● **PROBLEM**
Beginning with the line that has "Where can the green", write out each line down to the end of the records below exactly, and include no pictures.
::::::::
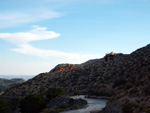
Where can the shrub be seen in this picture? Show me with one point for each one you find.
(54, 92)
(146, 90)
(32, 104)
(3, 106)
(127, 107)
(128, 85)
(133, 91)
(119, 83)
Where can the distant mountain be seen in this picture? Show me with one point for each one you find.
(124, 79)
(25, 77)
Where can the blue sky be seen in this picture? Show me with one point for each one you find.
(36, 35)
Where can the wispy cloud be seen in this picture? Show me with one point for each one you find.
(23, 39)
(17, 18)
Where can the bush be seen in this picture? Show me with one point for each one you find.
(32, 104)
(3, 106)
(128, 85)
(119, 83)
(146, 90)
(54, 92)
(127, 107)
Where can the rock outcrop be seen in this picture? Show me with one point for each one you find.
(125, 79)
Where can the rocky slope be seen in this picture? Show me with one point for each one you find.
(125, 79)
(6, 83)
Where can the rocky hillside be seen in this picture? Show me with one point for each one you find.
(125, 79)
(6, 83)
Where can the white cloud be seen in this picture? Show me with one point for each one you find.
(23, 39)
(11, 19)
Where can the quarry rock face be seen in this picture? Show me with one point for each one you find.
(125, 79)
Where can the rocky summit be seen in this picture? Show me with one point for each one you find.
(125, 79)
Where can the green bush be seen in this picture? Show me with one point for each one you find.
(3, 106)
(54, 92)
(32, 104)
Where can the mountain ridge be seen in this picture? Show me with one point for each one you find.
(116, 79)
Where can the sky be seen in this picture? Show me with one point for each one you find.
(36, 35)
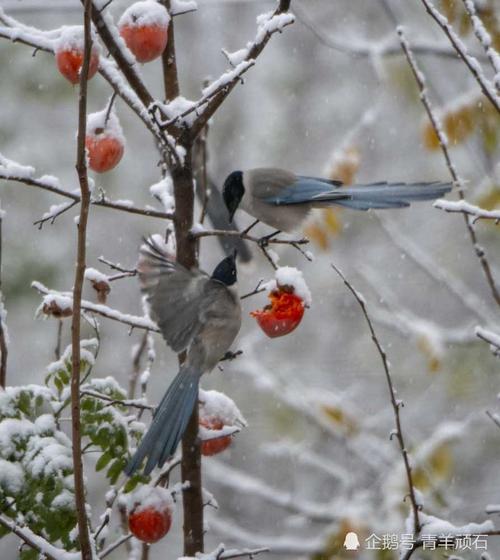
::::::::
● **ANSWER SECTION**
Where can the green bush be seen in this picture? Show me with one point for each one you find.
(3, 106)
(54, 92)
(32, 104)
Where can the mountain ridge be seen in this picture? Show me with one point for each one you find.
(116, 79)
Where can the sky be seen in this picture? Show me with one point for each one you find.
(36, 35)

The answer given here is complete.